**EXERCISE DESCRIPTION:**
Please copy out the records below, swapping every "evaluation set" for "test set" and leaving everything else unchanged.

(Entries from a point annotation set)
=-=-=-=-=

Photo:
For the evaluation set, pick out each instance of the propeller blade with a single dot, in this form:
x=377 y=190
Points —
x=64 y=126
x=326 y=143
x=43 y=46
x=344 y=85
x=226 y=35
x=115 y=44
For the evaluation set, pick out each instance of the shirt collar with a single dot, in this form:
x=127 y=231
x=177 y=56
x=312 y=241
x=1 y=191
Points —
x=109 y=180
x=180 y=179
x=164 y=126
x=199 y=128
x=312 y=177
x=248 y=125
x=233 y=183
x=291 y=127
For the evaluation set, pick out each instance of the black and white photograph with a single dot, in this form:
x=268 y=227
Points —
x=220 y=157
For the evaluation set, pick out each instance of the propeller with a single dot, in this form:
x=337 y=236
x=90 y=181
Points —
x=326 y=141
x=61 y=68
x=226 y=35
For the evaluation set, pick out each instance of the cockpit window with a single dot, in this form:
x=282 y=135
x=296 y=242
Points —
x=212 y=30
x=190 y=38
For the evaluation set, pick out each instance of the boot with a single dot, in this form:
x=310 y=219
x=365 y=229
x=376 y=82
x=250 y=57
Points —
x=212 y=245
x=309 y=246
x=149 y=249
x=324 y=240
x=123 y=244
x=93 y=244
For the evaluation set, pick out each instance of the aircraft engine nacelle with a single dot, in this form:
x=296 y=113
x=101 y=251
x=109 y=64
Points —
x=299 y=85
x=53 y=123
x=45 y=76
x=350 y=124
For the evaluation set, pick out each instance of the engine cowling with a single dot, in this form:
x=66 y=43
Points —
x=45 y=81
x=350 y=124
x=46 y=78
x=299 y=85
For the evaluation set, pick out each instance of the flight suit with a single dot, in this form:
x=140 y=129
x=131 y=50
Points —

=-=-=-=-=

**OUTPUT OF THE EXERCISE:**
Photo:
For the test set, pick out each instance of the propeller blade with a single dot, in this form:
x=377 y=190
Points —
x=64 y=126
x=326 y=143
x=43 y=46
x=344 y=85
x=226 y=35
x=115 y=44
For the test set, pick out each instance of the shirt collar with a single dot, in this form:
x=127 y=231
x=177 y=56
x=312 y=241
x=1 y=191
Points —
x=109 y=180
x=180 y=179
x=164 y=126
x=199 y=128
x=312 y=177
x=248 y=125
x=233 y=183
x=291 y=127
For the test set, pick out each instance of the black and white photograph with a single dot, in this form:
x=268 y=227
Points —
x=220 y=157
For the test set, pick out each instance of the propeller with a single dot, in this form:
x=337 y=236
x=90 y=181
Points —
x=326 y=141
x=61 y=68
x=226 y=35
For the test set, pick out each instance of the cockpit window with a single dot, in this form:
x=282 y=135
x=296 y=242
Points —
x=212 y=30
x=190 y=38
For the test set, pick out each instance of the boot with a single dot, in this form:
x=310 y=219
x=365 y=229
x=376 y=82
x=250 y=57
Points —
x=212 y=245
x=309 y=246
x=149 y=249
x=324 y=240
x=123 y=244
x=93 y=244
For the test set, pick out each instance of the aircraft engine nacelle with a single dot, in this form:
x=296 y=113
x=101 y=251
x=109 y=64
Points —
x=299 y=85
x=53 y=123
x=45 y=76
x=350 y=124
For the test set, pick out each instance of the engine cowling with a single dot, in this form:
x=66 y=43
Points —
x=45 y=81
x=350 y=124
x=46 y=78
x=299 y=85
For the test set, pick out each instance of the flight suit with a single dot, in this form:
x=140 y=129
x=131 y=50
Points —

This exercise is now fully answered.